On a cold March day she kneels in her garden, sowing summer, dreaming of yellow and white and blue blossoms of Dutch iris filling every bare place beneath the crabapple tree where the 'things' who live deep beneath ate all of last year's crop: They had waited until the plants were in full May bloom, then devoured the root of each one, dragging the carcasses down into their cavern, leaving only a neat empty hole where each iris had stood.

They will not be back, she mutters, ignoring the phantom rustlings beneath the soil where she digs. This year the bulbs will multiply and naturalize like a scene from an English countryside, just as she has always imagined. They will thrive and grow old with her and generations of flowers will live on and on long after she has gone. They will be her legacy.

This year she will be prepared for all catastrophes. She will do all the things for her garden that experts suggest. She will back her car up to the edge of the yard and attach a hose to the car's exhaust pipe. She will block all exits to the subterranean tunnels and flood them with a lethal dose of carbon monoxide, sending the destructive critters painlessly into oblivion.

..............................

• [Work instructions]
1. Condense the paragraph of the garden passage beginning "This year she will be prepared" into a short bulleted list that keeps its main facts.
2. Decide whether each statement agrees with the garden passage, answering yes or no and quoting the words that settle it: (a) Last year's irises were eaten by creatures living underground. (b) She is planting the bulbs on a warm May day. (c) She plans to flood the tunnels with water.
3. Write out the garden passage between "On a cold March" and "iris had stood.", inclusive.

(Stored dataset items)
..............................

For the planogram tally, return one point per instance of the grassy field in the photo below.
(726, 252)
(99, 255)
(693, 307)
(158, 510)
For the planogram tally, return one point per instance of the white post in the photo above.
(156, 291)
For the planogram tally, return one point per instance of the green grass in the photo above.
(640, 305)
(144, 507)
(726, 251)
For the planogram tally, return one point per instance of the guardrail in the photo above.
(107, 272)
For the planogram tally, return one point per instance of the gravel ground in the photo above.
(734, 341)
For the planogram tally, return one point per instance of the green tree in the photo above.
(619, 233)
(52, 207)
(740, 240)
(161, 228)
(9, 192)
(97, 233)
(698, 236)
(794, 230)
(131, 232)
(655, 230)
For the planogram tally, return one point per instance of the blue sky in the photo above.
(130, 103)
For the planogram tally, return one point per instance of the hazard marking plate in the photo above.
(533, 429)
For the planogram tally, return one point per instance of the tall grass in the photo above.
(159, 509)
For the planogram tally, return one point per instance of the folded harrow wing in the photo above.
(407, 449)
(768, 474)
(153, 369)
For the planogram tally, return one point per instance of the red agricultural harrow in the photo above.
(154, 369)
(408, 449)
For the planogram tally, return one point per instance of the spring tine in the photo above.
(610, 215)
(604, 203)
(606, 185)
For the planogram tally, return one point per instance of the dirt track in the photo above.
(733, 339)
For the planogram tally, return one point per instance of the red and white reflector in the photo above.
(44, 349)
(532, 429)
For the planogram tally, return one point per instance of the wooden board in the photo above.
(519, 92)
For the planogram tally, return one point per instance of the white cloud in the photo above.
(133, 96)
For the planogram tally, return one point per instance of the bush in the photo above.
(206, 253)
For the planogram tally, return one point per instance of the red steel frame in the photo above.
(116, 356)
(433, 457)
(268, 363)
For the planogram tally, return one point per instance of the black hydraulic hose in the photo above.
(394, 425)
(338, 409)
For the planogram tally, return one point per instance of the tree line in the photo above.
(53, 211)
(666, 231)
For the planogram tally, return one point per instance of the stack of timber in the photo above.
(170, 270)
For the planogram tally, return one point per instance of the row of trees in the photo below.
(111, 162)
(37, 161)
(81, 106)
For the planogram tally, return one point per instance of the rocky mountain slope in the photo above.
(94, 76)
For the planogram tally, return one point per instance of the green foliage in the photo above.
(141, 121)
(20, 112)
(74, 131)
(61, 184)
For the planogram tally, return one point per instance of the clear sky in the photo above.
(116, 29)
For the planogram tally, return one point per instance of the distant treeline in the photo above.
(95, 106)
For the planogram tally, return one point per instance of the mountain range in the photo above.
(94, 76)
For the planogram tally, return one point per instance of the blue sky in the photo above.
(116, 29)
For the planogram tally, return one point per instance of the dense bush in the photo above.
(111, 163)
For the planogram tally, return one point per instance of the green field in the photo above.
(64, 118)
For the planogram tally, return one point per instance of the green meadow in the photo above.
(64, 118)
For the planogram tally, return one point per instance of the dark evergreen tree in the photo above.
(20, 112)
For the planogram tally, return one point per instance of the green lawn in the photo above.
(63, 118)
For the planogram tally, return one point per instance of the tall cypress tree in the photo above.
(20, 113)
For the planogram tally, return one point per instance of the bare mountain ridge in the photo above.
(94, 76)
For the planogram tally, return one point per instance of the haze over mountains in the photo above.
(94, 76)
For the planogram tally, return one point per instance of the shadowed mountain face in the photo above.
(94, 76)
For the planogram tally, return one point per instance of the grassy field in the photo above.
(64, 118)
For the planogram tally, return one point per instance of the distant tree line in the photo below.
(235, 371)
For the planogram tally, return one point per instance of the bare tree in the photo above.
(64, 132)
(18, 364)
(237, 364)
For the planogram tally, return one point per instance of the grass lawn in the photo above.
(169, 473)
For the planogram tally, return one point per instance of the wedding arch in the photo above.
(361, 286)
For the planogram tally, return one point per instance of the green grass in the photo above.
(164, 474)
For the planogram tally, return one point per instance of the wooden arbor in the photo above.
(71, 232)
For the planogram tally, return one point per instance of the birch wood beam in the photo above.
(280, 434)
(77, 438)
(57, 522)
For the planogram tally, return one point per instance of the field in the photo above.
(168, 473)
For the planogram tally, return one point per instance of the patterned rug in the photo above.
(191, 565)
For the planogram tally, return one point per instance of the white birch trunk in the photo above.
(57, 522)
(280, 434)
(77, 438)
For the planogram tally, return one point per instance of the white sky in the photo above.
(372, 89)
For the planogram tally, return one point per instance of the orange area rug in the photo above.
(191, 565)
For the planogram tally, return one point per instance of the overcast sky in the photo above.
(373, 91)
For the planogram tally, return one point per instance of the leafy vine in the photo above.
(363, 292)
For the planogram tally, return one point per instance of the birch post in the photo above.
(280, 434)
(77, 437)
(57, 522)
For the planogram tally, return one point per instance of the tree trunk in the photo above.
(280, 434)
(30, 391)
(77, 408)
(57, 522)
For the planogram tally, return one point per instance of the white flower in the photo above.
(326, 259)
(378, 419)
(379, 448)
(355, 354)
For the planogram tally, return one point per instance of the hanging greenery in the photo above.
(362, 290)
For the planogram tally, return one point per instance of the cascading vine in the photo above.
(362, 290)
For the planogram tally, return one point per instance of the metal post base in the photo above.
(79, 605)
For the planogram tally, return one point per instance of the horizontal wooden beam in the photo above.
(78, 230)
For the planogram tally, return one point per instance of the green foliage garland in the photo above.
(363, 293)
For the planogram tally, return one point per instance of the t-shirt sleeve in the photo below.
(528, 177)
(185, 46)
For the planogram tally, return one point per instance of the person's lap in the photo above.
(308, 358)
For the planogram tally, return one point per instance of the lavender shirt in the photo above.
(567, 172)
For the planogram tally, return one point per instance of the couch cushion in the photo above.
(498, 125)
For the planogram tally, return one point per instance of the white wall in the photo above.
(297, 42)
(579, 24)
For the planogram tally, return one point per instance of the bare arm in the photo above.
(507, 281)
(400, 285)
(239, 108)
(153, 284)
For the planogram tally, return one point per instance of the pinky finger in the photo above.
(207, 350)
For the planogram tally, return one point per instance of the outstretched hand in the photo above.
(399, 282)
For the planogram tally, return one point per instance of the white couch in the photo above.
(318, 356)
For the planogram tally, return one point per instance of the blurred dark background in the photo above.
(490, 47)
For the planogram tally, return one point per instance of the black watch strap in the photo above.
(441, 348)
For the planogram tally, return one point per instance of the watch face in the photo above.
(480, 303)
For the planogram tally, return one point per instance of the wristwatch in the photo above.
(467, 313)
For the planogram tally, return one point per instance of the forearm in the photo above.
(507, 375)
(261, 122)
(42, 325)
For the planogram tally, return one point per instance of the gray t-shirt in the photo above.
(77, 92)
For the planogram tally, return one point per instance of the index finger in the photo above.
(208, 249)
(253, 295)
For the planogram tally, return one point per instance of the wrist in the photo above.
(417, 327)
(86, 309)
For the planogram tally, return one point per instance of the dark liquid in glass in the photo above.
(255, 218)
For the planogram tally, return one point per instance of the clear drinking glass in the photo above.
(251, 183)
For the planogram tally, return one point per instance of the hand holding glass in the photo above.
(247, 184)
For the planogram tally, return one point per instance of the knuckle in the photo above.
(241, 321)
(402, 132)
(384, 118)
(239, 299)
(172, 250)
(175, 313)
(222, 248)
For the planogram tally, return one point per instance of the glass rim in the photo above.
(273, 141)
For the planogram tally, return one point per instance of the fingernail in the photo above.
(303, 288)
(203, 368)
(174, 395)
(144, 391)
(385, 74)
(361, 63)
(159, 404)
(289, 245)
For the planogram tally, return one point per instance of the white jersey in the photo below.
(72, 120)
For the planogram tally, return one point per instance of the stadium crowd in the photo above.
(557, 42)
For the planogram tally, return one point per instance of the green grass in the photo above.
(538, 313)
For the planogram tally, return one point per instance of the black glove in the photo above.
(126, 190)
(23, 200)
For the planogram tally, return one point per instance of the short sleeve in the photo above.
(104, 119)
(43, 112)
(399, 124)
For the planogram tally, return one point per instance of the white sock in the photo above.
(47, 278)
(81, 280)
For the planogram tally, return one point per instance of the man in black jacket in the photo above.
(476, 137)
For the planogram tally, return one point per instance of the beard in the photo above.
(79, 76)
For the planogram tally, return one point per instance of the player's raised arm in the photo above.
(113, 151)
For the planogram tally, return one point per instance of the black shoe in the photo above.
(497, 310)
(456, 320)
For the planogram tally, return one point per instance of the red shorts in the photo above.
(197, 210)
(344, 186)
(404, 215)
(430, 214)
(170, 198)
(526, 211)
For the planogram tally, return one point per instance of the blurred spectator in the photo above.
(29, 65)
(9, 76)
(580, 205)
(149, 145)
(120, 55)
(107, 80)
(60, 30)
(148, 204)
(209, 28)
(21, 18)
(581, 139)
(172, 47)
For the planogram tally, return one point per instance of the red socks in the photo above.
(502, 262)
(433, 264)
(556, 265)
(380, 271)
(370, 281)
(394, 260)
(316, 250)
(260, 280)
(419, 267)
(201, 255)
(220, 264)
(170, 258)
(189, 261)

..............................

• [The solutions]
1.
- She will be ready for every catastrophe this year.
- She will do everything experts recommend for her garden.
- She will back her car to the edge of the yard and attach a hose to its exhaust pipe.
- She will block the exits of the underground tunnels and flood them with lethal carbon monoxide, killing the critters painlessly.

2.
(a) Yes: "the 'things' who live deep beneath ate all of last year's crop"
(b) No: "On a cold March day she kneels in her garden"
(c) No: "flood them with a lethal dose of carbon monoxide"

3.
On a cold March day she kneels in her garden, sowing summer, dreaming of yellow and white and blue blossoms of Dutch iris filling every bare place beneath the crabapple tree where the 'things' who live deep beneath ate all of last year's crop: They had waited until the plants were in full May bloom, then devoured the root of each one, dragging the carcasses down into their cavern, leaving only a neat empty hole where each iris had stood.